在下文关于“your guess is as good as mine”译法的讨论帖中，CatherineQiu 建议将该句译为哪句中文？

**文本段落**:
══════════

# your guess is as good as mine



## viajero_canjeado

同學們好!

這個(有時候有點諷刺的)句子怎麼翻成中文?

[During a phone call]
A: Is Tom there?
B: No, he isn't.
A: When'll he be back?
B: Your guess is as good as mine.

應該直接翻譯不會適合吧? 『我猜得跟你一樣模糊』?


----------



## BODYholic

谁晓得 / 谁知道 


posted via mobile


----------



## Ghabi

I'd say: 你问我,我问谁去?


----------



## viajero_canjeado

Ghabi said:


> I'd say: 你问我,我问谁去?



好像這個說法蠻口語的。 你可以解釋一下它邏輯上的意義給我聽嗎? 例如說，換句話說：『你問我的問題，我應該去哪裡問誰才知道答案呢?』


----------



## BODYholic

那逻辑非常简单。就是叫你别问,就算问了也是白问。我们这里也常用,只是把"去"字给省略吧了。


posted via mobile


----------



## Ghabi

viajero_canjeado said:


> 換句話說：『你問我的問題，我應該去哪裡問誰才知道答案呢?』


It's like saying "你來問我,那我找誰來問呢?" You see it can be quite sarcastic: "Am I supposed to know more about that than you do?" "I'm every bit as clueless as you're!"


----------



## CatherineQiu

*I would translate like this: 我也不知道啊。According to the dialogue, I think it suitable to translate like this.*


----------



## GamblingCamel

CatherineQiu said:


> *I would translate like this: 我也不知道啊。According to the dialogue, I think it suitable to translate like this.*


Interesting discussion.  A variety of options.
Welcome to the forum, Catherine.


----------



## bamboobanga

你问我，我问谁去 might sound a bit impatient ..


----------



## GamblingCamel

bamboobanga said:


> 你问我，我问谁去 might sound a bit impatient ..


Yeah, even I who knows very little Chinese can hear the impatience and sarcasm in that remark.  But it's a phrasing that's useful to know. 
Maybe Tom's a sly, irresponsible jerk who slips out of the house whenever there are chores to be done.

Bamboo, it's nice to have a Californian in this forum. There are too many time gaps when everybody's sleeping in China.


----------



## CatherineQiu

GamblingCamel said:


> Interesting discussion. A variety of options.
> Welcome to the forum, Catherine.


----------



## junxi3q

Basically, it means 'I don't have a better idea than yours'. The English sentence can be used on many occasions, but when it comes to Chinese, it requires a little modification in translation.

In this given context, 'during a phone call', it means 'I don't know either.' So you can translate it as “我也不知道”, or “谁知道啊” meaning 'who knows?' or 'God knows.' To show your impatience, you can simply put it the way Ghabi suggests.

In short, you can translate it in many ways according to the speaker's mood and attitude (Is he patient? Is he upset about this call? etc).


----------



## bamboobanga

GamblingCamel said:


> Bamboo, it's nice to have a Californian in this forum. There are too many time gaps when everybody's sleeping in China.




The communication between two distinct cultures does take time..  

don't trust my clock though, lol |-p


----------



## Etonlan

CatherineQiu said:


> *I would translate like this: 我也不知道啊。According to the dialogue, I think it suitable to translate like this.*


I think so.


----------



## kobe888

CatherineQiu said:


> *I would translate like this: 我也不知道啊。According to the dialogue, I think it suitable to translate like this.*


For those who are still confused, this is the right answer.


----------

══════════

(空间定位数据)
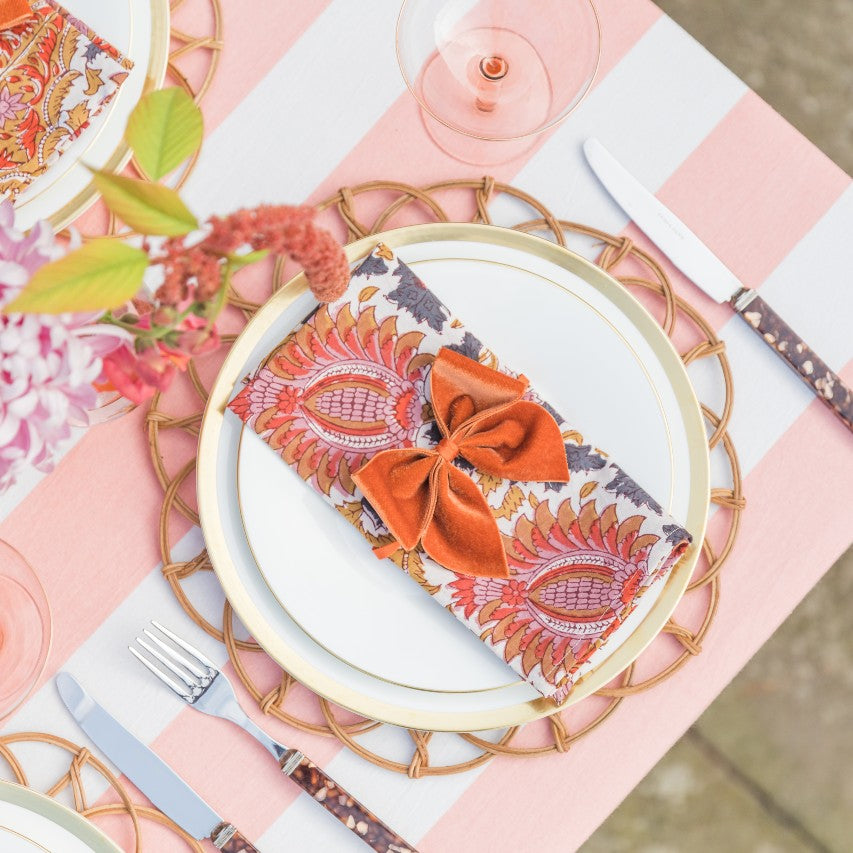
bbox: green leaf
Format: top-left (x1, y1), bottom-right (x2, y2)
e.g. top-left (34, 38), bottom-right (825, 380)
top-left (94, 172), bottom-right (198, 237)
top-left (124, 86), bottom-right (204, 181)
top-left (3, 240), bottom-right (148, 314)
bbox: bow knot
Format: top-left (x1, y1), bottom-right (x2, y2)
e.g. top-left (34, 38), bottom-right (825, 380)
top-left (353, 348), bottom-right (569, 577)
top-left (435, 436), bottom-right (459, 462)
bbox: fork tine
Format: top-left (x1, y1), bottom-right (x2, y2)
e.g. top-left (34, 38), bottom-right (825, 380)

══════════

**问题解答**:
我也不知道啊。